[Start]

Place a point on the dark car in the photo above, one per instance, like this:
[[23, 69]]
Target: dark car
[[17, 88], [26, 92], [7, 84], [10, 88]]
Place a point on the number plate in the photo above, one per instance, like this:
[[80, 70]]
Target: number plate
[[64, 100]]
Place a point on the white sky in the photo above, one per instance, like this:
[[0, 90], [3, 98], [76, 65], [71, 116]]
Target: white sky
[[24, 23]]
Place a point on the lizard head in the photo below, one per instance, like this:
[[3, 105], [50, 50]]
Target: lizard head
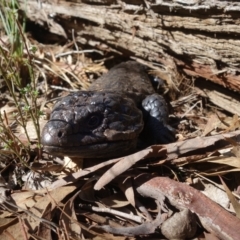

[End]

Could you recast the entries above as a Markdown table with the columns Row and Line, giving each line its own numbered row, skipping blank lines, and leaving the pictures out?

Result
| Row | Line |
|---|---|
| 1 | Place a point on the dark car in the photo above, one per instance, like this: |
| 2 | [[23, 69]] |
| 3 | Target: dark car |
| 4 | [[17, 88], [26, 92], [7, 84], [10, 88]] |
| 5 | Place a point on the number plate in the photo above, one per instance, like this: |
| 6 | [[80, 70]] |
| 7 | Target: number plate |
| 8 | [[64, 100]] |
| 9 | Place a point on the white sky in the photo above, one per instance, like this: |
| 10 | [[0, 90], [3, 98], [76, 65], [71, 116]] |
| 11 | Target: white sky |
| 12 | [[24, 23]] |
| 13 | Place a point on the lizard head in the photo below, one per instance, like this: |
| 14 | [[3, 105], [50, 50]] |
| 15 | Target: lizard head |